◆ Collected data:
_ _ _ _ _ _ _
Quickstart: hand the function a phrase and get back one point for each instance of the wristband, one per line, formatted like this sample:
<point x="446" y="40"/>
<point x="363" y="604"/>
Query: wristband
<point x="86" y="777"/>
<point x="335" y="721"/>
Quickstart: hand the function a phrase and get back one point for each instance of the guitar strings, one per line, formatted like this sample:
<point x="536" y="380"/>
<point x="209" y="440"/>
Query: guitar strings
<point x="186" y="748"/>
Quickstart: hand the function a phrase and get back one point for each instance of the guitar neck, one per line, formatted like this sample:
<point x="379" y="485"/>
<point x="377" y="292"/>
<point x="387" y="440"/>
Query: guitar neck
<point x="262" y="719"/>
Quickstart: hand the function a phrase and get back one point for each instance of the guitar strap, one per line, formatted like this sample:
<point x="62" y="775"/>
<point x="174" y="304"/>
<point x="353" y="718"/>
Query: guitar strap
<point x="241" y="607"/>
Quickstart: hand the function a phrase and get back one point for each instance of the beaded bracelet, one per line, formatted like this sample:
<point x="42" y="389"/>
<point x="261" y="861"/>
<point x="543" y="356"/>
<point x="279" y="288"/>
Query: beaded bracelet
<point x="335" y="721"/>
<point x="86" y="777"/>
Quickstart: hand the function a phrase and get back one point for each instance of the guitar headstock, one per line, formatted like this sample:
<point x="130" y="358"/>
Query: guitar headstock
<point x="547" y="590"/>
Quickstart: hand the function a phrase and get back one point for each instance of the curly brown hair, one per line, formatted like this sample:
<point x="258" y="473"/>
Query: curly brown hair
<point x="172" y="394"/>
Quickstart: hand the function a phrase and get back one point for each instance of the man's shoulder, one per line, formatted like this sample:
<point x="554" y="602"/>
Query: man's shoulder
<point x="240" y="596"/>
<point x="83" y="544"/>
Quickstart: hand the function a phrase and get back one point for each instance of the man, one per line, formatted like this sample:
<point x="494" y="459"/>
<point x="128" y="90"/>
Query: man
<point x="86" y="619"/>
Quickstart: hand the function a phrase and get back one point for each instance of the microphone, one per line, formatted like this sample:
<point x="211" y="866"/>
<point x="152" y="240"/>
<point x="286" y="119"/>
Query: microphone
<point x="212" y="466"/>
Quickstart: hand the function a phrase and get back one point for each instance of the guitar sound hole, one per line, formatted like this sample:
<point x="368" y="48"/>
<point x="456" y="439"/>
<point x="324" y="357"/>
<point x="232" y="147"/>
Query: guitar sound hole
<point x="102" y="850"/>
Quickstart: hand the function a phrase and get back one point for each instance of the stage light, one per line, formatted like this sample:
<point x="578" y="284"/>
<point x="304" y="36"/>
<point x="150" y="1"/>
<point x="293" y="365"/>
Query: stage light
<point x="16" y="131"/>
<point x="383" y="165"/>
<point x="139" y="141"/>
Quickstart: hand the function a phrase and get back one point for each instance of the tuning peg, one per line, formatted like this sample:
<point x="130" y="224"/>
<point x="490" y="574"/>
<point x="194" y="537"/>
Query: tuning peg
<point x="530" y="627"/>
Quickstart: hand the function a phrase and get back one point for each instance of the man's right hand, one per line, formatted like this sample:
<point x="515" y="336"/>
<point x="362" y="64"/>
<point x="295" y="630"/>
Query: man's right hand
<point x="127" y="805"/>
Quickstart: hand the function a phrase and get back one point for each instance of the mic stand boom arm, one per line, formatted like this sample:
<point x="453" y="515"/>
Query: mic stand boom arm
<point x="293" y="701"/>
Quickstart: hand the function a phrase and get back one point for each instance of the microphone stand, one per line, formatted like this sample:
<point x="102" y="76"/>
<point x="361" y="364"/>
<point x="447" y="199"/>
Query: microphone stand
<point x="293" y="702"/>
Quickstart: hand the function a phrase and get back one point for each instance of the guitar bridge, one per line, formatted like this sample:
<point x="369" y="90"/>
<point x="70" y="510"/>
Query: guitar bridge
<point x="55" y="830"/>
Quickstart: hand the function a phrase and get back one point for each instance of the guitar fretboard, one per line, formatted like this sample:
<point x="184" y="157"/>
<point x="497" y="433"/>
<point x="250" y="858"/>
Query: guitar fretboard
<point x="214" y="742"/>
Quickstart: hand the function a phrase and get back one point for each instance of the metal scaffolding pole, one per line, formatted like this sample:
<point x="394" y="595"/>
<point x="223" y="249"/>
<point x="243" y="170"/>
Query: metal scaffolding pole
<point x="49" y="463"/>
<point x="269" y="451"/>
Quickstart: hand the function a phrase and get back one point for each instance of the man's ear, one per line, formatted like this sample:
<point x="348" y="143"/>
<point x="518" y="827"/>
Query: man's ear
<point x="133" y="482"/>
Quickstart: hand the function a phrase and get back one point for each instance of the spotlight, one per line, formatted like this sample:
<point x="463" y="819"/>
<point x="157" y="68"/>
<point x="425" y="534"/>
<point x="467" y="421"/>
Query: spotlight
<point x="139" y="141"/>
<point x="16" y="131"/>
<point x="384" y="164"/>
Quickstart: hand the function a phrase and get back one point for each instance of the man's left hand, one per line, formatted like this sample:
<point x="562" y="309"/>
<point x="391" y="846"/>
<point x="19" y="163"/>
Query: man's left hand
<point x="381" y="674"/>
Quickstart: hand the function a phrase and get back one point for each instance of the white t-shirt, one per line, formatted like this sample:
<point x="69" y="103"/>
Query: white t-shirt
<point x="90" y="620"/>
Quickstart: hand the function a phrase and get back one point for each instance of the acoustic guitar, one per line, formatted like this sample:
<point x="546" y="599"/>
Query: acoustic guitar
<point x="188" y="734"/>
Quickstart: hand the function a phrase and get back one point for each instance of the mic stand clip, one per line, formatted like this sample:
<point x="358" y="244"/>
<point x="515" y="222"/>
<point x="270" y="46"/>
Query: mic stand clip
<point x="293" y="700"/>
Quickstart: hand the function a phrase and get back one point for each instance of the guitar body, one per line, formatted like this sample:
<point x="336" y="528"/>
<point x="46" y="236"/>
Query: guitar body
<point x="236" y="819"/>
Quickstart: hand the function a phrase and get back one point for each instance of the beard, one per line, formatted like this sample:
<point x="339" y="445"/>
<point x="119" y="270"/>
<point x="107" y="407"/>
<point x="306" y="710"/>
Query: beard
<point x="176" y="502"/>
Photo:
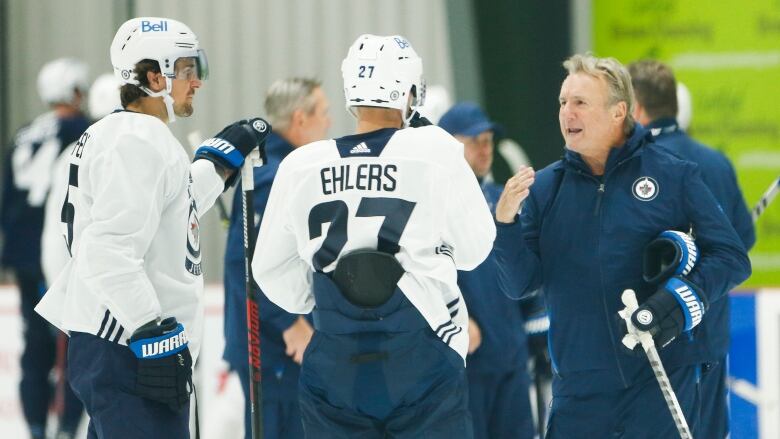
_ _ _ _ _ _ _
◆ About this exercise: Copy the data in full. No pictures belong in the copy.

◆ Response area:
Quickstart: hand the function a phrase and get back one point for each instance of the wristband, one per line, formatted like this sample:
<point x="446" y="40"/>
<point x="363" y="604"/>
Query: wristband
<point x="86" y="777"/>
<point x="335" y="721"/>
Quickstart: hand the function a phrase and get back one point for each instance of the guitar strings, one per line, formatted like this sample:
<point x="536" y="380"/>
<point x="209" y="440"/>
Query: guitar strings
<point x="186" y="748"/>
Quickstart: hand the function a phrase and get back one point for each instance of the guitar neck, one per line, formatted like this sample:
<point x="379" y="485"/>
<point x="377" y="292"/>
<point x="387" y="440"/>
Query: guitar neck
<point x="262" y="719"/>
Quickstart: hand the function a phrase and get back one point for each instance of the guitar strap, one per line, formatted like this sample:
<point x="62" y="775"/>
<point x="174" y="304"/>
<point x="353" y="718"/>
Query: guitar strap
<point x="241" y="607"/>
Quickstart: hand the function a phrase and get back one point for each instance of the beaded bracelet, one per line, formatted like this sample:
<point x="42" y="389"/>
<point x="261" y="861"/>
<point x="543" y="356"/>
<point x="279" y="288"/>
Query: beaded bracelet
<point x="335" y="721"/>
<point x="86" y="777"/>
Quickstart: hand the function a phrase and get back one point for each instance of the guitar headstock, one per line, formatted like this sample:
<point x="130" y="358"/>
Query: guitar headstock
<point x="547" y="590"/>
Quickstart: hand the function a phrase and get back one point for each instance of the curly brown hair, one per line, formatted like this sample:
<point x="258" y="473"/>
Query: curly brown hair
<point x="172" y="394"/>
Quickstart: hand the function a phrase and get back one point for each instance of the man's shoulder, one per line, formatted like this sample:
<point x="554" y="602"/>
Query: man's shoulder
<point x="240" y="596"/>
<point x="83" y="544"/>
Quickstart: hand the function a phrase and get back one point for each instance of the man, one per line, formatted like this sample:
<point x="494" y="459"/>
<point x="128" y="90"/>
Query: man
<point x="86" y="619"/>
Quickstart: hand the function a phrase and get back one point for each instance of the microphone, one per line, formatted like this sample:
<point x="211" y="866"/>
<point x="152" y="240"/>
<point x="286" y="119"/>
Query: microphone
<point x="212" y="466"/>
Quickstart: hand the function a phrase and get back one point for each instance of the guitar sound hole, one per line, formatted like this sample:
<point x="368" y="48"/>
<point x="456" y="439"/>
<point x="324" y="357"/>
<point x="232" y="147"/>
Query: guitar sound hole
<point x="102" y="850"/>
Quickstart: hand the function a phrase and get back one point for each instance of the stage light, one per line, formatted like this sample:
<point x="578" y="284"/>
<point x="304" y="36"/>
<point x="150" y="1"/>
<point x="293" y="365"/>
Query: stage light
<point x="16" y="131"/>
<point x="383" y="165"/>
<point x="139" y="141"/>
Quickstart: hand the function a phrase and get back one point for each instance of the tuning peg, one per line, formatted like this sample:
<point x="130" y="224"/>
<point x="490" y="574"/>
<point x="194" y="537"/>
Query: tuning peg
<point x="530" y="627"/>
Quickstart: hand the function a phrase and get back one point for each instance of the man's right hand, one per line, formatted like this sample:
<point x="515" y="336"/>
<point x="362" y="64"/>
<point x="295" y="630"/>
Query: man's right hand
<point x="127" y="805"/>
Quickstart: hand the function a phrase and get back one point for each instance of the mic stand boom arm, one per line, formatted like this sample:
<point x="453" y="515"/>
Query: mic stand boom arm
<point x="293" y="701"/>
Quickstart: hand the function a phrase and get back one point for each instance of the microphone stand, one per line, formatted like this sample:
<point x="102" y="76"/>
<point x="361" y="364"/>
<point x="447" y="199"/>
Query: microphone stand
<point x="293" y="702"/>
Quickstart: hand the function a phrase and get back one point for each instance of the guitar bridge, one per line, formatted like this sample:
<point x="369" y="90"/>
<point x="70" y="510"/>
Query: guitar bridge
<point x="55" y="830"/>
Quickstart: hand the function a phrase and get back one point for each instance of the guitar fretboard, one per line, formatted like this sample:
<point x="184" y="157"/>
<point x="497" y="433"/>
<point x="250" y="858"/>
Query: guitar fretboard
<point x="214" y="742"/>
Quickstart: hand the function a phrase and get back one point for each instance of the metal scaffolding pole, one per line, formatted like this sample:
<point x="394" y="595"/>
<point x="223" y="249"/>
<point x="243" y="170"/>
Query: metal scaffolding pole
<point x="49" y="463"/>
<point x="269" y="451"/>
Quickstart: hand the function a phrase and get back one point for each instance of the man's ear, one per line, formatted like this sample:
<point x="348" y="143"/>
<point x="518" y="827"/>
Query: man's ear
<point x="133" y="482"/>
Quickstart: hand the function a phrase and get back one point for each instance of the spotlight, one per line, formatted like this sample:
<point x="463" y="819"/>
<point x="157" y="68"/>
<point x="425" y="534"/>
<point x="467" y="421"/>
Query: spotlight
<point x="139" y="141"/>
<point x="16" y="131"/>
<point x="384" y="164"/>
Quickstart: hand the function a phrase and get back one point for each instance of the man's left hand, one per line, formatted like this sample:
<point x="562" y="309"/>
<point x="391" y="846"/>
<point x="19" y="163"/>
Query: man's left hand
<point x="381" y="674"/>
Quickstart: hand the function a phrase and get back one point for each instance of the white t-shirt, one per line, formatted like this sample:
<point x="69" y="103"/>
Query: white t-shirt
<point x="90" y="620"/>
Quickstart: hand the function a phrase and get back one point for each instance of the acoustic guitar, one per line, formatted like this sample:
<point x="546" y="599"/>
Query: acoustic guitar
<point x="188" y="734"/>
Quickstart: hand the function a phrase and get back one point for each instance of the mic stand clip, one per line, formatted like this sample:
<point x="358" y="244"/>
<point x="515" y="222"/>
<point x="270" y="46"/>
Query: mic stand clip
<point x="293" y="700"/>
Quickstart: hand the function a phrase and get back one point for each instance of the guitar body, one per line, formatted like this sample:
<point x="336" y="528"/>
<point x="46" y="236"/>
Query: guitar body
<point x="236" y="819"/>
Quickstart: hand the function a phrase and get back one point for each instance of the beard, one per line, formatted like this sample:
<point x="339" y="445"/>
<point x="119" y="270"/>
<point x="107" y="407"/>
<point x="306" y="710"/>
Query: beard
<point x="176" y="502"/>
Photo:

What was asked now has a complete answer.